══ 本文 ══
Canonicalは、リリースを米国時間4月19日に控えているUbuntu Linuxの新バージョン「Feisty Fawn」(開発コード名)によって、トラブル発生時の対応に光を投げかけたいと考えている。
Canonicalの最高経営責任者(CEO)であるMark Shuttleworth氏はインタビューで、Ubuntu 7.04とも呼ばれるFeisty Fawnには、プログラマーがアプリケーションのクラッシュ原因を突きとめるうえで役に立つデバッグ情報を送信することができるソフトウェアが搭載されていると述べる。
同氏は「Ubuntuで実行されるアプリケーションの潜在的なユーザー数は膨大な人数にのぼるが、彼らはわれわれや上流工程に携わっている開発者との関係を持っていない」と述べたうえで、「もしも両者をより効率的に連携させることができれば、双方にとって望ましいことだ」と述べている。
═══
**練習問題**
a - Ubuntuの新バージョンについての本文では、Feisty Fawnのリリースはいつに予定されていますか。
b - Ubuntuの新バージョンについての本文を、最後の文のあとから引き取って書き進めてください。
══ データ ══
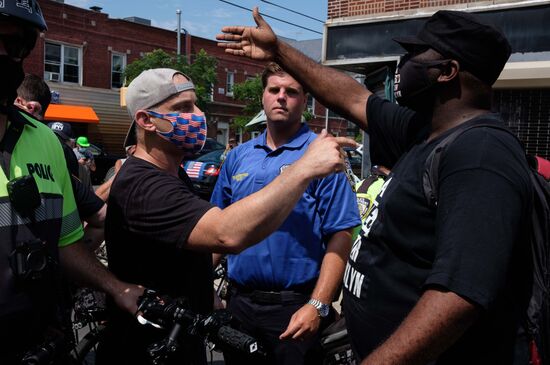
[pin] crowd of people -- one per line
(422, 283)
═══
**各問の答え**
a - 米国時間4月19日です。

b -
インターネットを利用したデバッグ情報の自動送信は、従来であればユーザーがわざわざ報告しなかったかもしれないような問題が発生した際に、その問題についての情報をプログラマーに伝える有効な手段となる。「Microsoft Windows」には同様のことを行うソフトウェアが組み込まれており、Microsoftはそれを拡大しようとしている。
また、クラッシュレポートの自動化によって、たいていのユーザーの報告よりも詳細な技術情報が提供できるようになる。例えば、「スタックトレース」によって、クラッシュが発生した際のコンピュータ内部の状態が正確にわかるようになる。
「われわれは、アプリケーションのクラッシュを必ず検知し、スタックトレースのような詳細情報を収集し、その情報をわれわれに渡してもよいかをユーザーに尋ねることができるようなインフラの構築に取り組んできた」(Shuttleworth氏)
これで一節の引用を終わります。